## TASK BRIEF
Copy out the following records line for line, with no changes.

[Segmentation data]
□ □ □ □ □

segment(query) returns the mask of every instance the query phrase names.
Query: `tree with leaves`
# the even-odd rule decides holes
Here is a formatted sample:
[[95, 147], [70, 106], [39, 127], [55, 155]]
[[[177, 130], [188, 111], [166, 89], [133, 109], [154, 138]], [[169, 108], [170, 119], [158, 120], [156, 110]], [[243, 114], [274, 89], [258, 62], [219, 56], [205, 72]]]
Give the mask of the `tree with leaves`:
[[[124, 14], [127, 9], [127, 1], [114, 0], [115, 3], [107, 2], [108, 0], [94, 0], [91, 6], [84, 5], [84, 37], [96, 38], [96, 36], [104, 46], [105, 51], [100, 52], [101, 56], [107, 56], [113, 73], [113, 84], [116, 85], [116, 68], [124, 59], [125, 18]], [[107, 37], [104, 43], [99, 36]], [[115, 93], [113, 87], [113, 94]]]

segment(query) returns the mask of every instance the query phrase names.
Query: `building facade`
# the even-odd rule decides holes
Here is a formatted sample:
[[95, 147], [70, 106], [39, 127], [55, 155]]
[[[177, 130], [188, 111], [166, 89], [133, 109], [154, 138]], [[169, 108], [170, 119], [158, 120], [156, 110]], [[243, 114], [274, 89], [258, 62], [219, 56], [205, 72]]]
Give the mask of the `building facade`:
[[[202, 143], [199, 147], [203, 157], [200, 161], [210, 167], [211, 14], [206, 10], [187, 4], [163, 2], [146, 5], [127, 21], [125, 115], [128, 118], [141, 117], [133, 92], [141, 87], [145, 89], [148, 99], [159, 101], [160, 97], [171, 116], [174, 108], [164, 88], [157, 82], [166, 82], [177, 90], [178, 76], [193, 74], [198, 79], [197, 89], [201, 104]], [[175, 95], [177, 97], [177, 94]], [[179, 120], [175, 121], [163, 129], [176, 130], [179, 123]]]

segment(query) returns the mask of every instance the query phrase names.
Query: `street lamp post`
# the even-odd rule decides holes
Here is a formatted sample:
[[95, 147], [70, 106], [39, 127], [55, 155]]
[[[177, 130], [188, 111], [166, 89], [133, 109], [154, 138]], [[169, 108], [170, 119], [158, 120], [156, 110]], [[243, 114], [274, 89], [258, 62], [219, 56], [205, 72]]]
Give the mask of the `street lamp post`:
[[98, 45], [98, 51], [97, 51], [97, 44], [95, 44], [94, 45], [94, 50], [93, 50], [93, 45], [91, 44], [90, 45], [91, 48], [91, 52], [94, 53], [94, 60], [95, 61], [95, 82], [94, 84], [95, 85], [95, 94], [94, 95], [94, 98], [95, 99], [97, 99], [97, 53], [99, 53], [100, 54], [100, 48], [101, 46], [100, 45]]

□ □ □ □ □

## FINISHED EXERCISE
segment(query) returns the mask of every instance the query phrase names.
Query: `tree with leaves`
# the even-odd rule decides holes
Here is a formatted sample:
[[95, 147], [70, 106], [39, 127], [55, 155]]
[[[177, 130], [188, 111], [166, 89], [133, 109], [154, 138]], [[169, 108], [170, 119], [158, 120], [156, 110]], [[243, 114], [274, 89], [258, 62], [219, 56], [205, 72]]]
Give the mask of the `tree with leaves`:
[[[124, 14], [127, 9], [127, 1], [114, 0], [115, 3], [107, 2], [108, 0], [94, 0], [91, 6], [84, 5], [84, 37], [96, 38], [96, 36], [104, 46], [105, 51], [100, 52], [101, 56], [107, 56], [113, 73], [113, 84], [116, 85], [116, 68], [124, 59], [125, 18]], [[107, 37], [104, 43], [99, 36]], [[115, 93], [113, 87], [113, 94]]]

segment(query) returns the mask of every instance the query phrase names.
Query: `building facade`
# the even-odd rule decides holes
Here is a formatted sample:
[[95, 147], [70, 106], [39, 127], [55, 155]]
[[[177, 130], [188, 111], [166, 89], [133, 109], [154, 138]], [[169, 108], [170, 119], [158, 120], [156, 110]], [[243, 114], [274, 89], [258, 62], [219, 56], [205, 72]]]
Give the mask of the `building facade`:
[[[202, 143], [199, 147], [203, 157], [200, 161], [210, 167], [211, 14], [206, 10], [187, 4], [163, 2], [146, 5], [127, 21], [125, 115], [128, 118], [141, 117], [133, 92], [141, 87], [145, 89], [148, 99], [159, 101], [160, 97], [171, 116], [174, 108], [164, 88], [157, 82], [166, 82], [177, 90], [178, 76], [193, 74], [198, 79], [197, 89], [201, 104]], [[175, 95], [177, 97], [177, 94]], [[179, 120], [175, 121], [163, 129], [176, 130], [179, 123]]]

segment(query) returns the mask of every instance the query phrase names.
Query: `street lamp post`
# the even-odd rule decides holes
Here is a formatted sample:
[[95, 147], [70, 106], [39, 127], [55, 155]]
[[[177, 130], [188, 111], [166, 89], [133, 109], [154, 138]], [[169, 108], [170, 119], [158, 120], [156, 110]], [[243, 114], [274, 89], [258, 62], [219, 56], [205, 72]]]
Give the mask of the `street lamp post`:
[[98, 45], [98, 51], [97, 51], [97, 44], [95, 44], [94, 45], [94, 50], [93, 50], [93, 45], [91, 44], [90, 45], [91, 48], [91, 52], [94, 53], [94, 60], [95, 61], [95, 82], [94, 84], [95, 85], [95, 94], [94, 95], [94, 98], [95, 99], [97, 99], [97, 53], [99, 53], [100, 54], [100, 48], [101, 46], [100, 45]]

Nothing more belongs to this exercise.